Can you return, unchanged, the lines from the one that contains "For every instance of the runner in orange" to the last line, with the pictures left out?
[Start Extracted information]
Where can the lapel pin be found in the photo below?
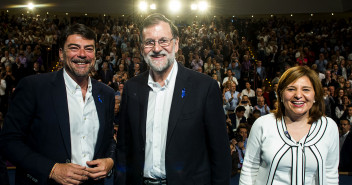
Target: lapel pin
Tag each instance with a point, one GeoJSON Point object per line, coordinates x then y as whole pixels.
{"type": "Point", "coordinates": [183, 93]}
{"type": "Point", "coordinates": [101, 101]}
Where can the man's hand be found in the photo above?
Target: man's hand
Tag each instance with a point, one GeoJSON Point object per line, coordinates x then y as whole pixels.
{"type": "Point", "coordinates": [69, 173]}
{"type": "Point", "coordinates": [100, 168]}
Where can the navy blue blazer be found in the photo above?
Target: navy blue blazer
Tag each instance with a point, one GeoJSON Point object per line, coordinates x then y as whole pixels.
{"type": "Point", "coordinates": [197, 146]}
{"type": "Point", "coordinates": [36, 132]}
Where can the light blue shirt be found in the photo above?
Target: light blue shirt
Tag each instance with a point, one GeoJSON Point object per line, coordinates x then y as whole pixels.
{"type": "Point", "coordinates": [84, 122]}
{"type": "Point", "coordinates": [233, 103]}
{"type": "Point", "coordinates": [159, 105]}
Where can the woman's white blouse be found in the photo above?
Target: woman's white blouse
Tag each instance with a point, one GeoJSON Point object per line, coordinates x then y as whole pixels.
{"type": "Point", "coordinates": [273, 157]}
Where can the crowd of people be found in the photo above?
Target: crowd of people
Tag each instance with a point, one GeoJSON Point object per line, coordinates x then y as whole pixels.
{"type": "Point", "coordinates": [245, 56]}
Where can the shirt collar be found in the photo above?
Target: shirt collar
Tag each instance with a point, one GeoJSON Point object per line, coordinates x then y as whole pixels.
{"type": "Point", "coordinates": [73, 86]}
{"type": "Point", "coordinates": [152, 84]}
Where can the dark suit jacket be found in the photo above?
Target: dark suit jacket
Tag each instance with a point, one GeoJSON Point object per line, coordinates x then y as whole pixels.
{"type": "Point", "coordinates": [106, 76]}
{"type": "Point", "coordinates": [234, 121]}
{"type": "Point", "coordinates": [197, 146]}
{"type": "Point", "coordinates": [36, 133]}
{"type": "Point", "coordinates": [346, 154]}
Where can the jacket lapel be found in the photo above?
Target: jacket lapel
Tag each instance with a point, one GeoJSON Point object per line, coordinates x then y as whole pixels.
{"type": "Point", "coordinates": [61, 108]}
{"type": "Point", "coordinates": [143, 103]}
{"type": "Point", "coordinates": [99, 100]}
{"type": "Point", "coordinates": [182, 89]}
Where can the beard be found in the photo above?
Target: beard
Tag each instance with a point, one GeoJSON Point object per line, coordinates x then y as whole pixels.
{"type": "Point", "coordinates": [159, 66]}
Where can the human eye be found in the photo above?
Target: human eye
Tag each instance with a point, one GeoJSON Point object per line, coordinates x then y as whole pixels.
{"type": "Point", "coordinates": [73, 48]}
{"type": "Point", "coordinates": [89, 49]}
{"type": "Point", "coordinates": [149, 43]}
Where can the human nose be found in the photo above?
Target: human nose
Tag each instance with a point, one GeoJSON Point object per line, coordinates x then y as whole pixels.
{"type": "Point", "coordinates": [298, 94]}
{"type": "Point", "coordinates": [82, 52]}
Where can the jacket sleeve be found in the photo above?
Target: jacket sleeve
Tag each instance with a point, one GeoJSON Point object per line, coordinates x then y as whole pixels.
{"type": "Point", "coordinates": [251, 162]}
{"type": "Point", "coordinates": [219, 146]}
{"type": "Point", "coordinates": [16, 127]}
{"type": "Point", "coordinates": [332, 158]}
{"type": "Point", "coordinates": [122, 140]}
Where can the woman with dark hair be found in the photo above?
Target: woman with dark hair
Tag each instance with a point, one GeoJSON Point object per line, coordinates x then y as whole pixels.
{"type": "Point", "coordinates": [297, 144]}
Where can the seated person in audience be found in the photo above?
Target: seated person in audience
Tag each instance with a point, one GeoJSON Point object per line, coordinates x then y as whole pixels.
{"type": "Point", "coordinates": [254, 116]}
{"type": "Point", "coordinates": [237, 118]}
{"type": "Point", "coordinates": [215, 77]}
{"type": "Point", "coordinates": [238, 142]}
{"type": "Point", "coordinates": [197, 62]}
{"type": "Point", "coordinates": [247, 105]}
{"type": "Point", "coordinates": [232, 97]}
{"type": "Point", "coordinates": [329, 102]}
{"type": "Point", "coordinates": [106, 74]}
{"type": "Point", "coordinates": [243, 131]}
{"type": "Point", "coordinates": [235, 160]}
{"type": "Point", "coordinates": [248, 91]}
{"type": "Point", "coordinates": [348, 113]}
{"type": "Point", "coordinates": [258, 94]}
{"type": "Point", "coordinates": [229, 77]}
{"type": "Point", "coordinates": [340, 109]}
{"type": "Point", "coordinates": [273, 95]}
{"type": "Point", "coordinates": [345, 146]}
{"type": "Point", "coordinates": [262, 107]}
{"type": "Point", "coordinates": [218, 71]}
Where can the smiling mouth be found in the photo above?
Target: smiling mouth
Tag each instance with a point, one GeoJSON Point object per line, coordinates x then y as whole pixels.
{"type": "Point", "coordinates": [158, 56]}
{"type": "Point", "coordinates": [80, 62]}
{"type": "Point", "coordinates": [297, 104]}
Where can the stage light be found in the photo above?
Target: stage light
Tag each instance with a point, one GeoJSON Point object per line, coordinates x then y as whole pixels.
{"type": "Point", "coordinates": [203, 5]}
{"type": "Point", "coordinates": [143, 6]}
{"type": "Point", "coordinates": [30, 6]}
{"type": "Point", "coordinates": [175, 5]}
{"type": "Point", "coordinates": [194, 6]}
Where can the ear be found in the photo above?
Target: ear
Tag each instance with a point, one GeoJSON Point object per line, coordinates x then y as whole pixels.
{"type": "Point", "coordinates": [177, 40]}
{"type": "Point", "coordinates": [61, 54]}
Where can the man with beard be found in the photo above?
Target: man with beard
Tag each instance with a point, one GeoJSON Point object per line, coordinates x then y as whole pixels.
{"type": "Point", "coordinates": [59, 127]}
{"type": "Point", "coordinates": [172, 129]}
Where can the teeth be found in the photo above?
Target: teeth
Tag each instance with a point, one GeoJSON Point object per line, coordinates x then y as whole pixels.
{"type": "Point", "coordinates": [298, 103]}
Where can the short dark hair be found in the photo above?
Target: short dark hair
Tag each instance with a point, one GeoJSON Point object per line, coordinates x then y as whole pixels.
{"type": "Point", "coordinates": [154, 19]}
{"type": "Point", "coordinates": [79, 29]}
{"type": "Point", "coordinates": [290, 76]}
{"type": "Point", "coordinates": [240, 109]}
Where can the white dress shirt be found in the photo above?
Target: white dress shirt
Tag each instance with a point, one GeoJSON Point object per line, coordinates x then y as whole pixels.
{"type": "Point", "coordinates": [84, 122]}
{"type": "Point", "coordinates": [342, 139]}
{"type": "Point", "coordinates": [159, 105]}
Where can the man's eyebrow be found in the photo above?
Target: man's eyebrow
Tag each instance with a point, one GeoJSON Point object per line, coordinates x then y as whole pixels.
{"type": "Point", "coordinates": [90, 45]}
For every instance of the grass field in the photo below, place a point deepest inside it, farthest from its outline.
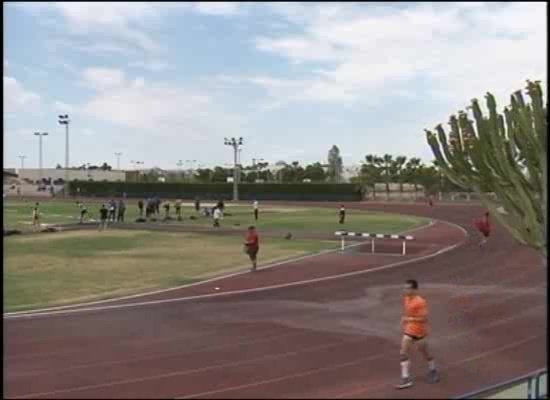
(55, 269)
(62, 268)
(17, 214)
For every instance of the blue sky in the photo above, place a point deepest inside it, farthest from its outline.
(162, 82)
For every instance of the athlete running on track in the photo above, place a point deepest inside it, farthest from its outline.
(415, 331)
(483, 225)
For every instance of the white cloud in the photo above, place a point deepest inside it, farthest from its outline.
(61, 107)
(103, 78)
(217, 7)
(157, 107)
(154, 65)
(118, 27)
(17, 98)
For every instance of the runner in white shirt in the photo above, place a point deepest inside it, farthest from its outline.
(255, 204)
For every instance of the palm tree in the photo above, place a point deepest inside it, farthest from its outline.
(398, 172)
(372, 171)
(388, 166)
(412, 169)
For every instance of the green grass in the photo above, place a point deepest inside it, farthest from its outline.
(71, 267)
(17, 214)
(62, 268)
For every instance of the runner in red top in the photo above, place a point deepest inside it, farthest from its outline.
(483, 225)
(252, 246)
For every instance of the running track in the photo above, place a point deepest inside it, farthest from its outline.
(335, 338)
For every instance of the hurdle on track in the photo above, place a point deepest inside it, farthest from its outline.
(373, 236)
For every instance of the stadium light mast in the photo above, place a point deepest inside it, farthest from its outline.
(22, 158)
(40, 136)
(118, 160)
(64, 120)
(236, 144)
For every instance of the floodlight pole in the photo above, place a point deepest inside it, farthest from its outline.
(40, 136)
(64, 120)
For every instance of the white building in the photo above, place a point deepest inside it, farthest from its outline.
(33, 174)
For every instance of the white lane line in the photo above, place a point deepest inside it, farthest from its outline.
(243, 291)
(245, 270)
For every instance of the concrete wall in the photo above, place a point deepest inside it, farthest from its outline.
(95, 175)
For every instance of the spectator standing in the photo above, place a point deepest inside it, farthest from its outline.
(217, 217)
(342, 214)
(252, 246)
(103, 214)
(121, 210)
(177, 205)
(112, 211)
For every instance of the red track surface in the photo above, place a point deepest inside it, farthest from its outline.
(331, 338)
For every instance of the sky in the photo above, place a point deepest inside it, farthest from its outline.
(163, 82)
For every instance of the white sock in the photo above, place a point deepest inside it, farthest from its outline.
(405, 369)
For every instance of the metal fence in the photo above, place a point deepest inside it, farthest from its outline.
(530, 386)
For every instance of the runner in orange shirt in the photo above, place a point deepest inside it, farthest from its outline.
(415, 330)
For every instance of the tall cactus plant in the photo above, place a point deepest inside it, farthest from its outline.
(505, 154)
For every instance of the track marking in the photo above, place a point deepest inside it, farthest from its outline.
(243, 291)
(193, 371)
(45, 311)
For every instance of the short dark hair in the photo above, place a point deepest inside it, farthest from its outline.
(413, 283)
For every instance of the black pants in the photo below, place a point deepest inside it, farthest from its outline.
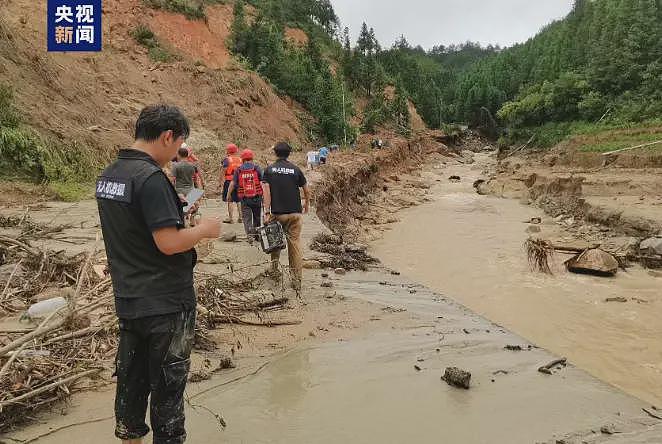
(251, 215)
(153, 358)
[End Extracted information]
Task output:
For every instance of the runner in orange shirt in the photo above, place a point deepest inside it, farthest from its outline.
(415, 330)
For every instance of the tall cactus plant in the photo above, place a point deepest inside it, farthest from its outline.
(505, 154)
For every instance of the track marking in the photo above, place a point deepest inside it, farthest from its outline.
(243, 291)
(193, 371)
(45, 311)
For every instance of the short dark hair in the photo above, place a point deepest inside it, farthest from its outline.
(413, 283)
For every instance of the black pants in the photo below, place a point deepest inside it, farthest from its outline.
(251, 215)
(153, 358)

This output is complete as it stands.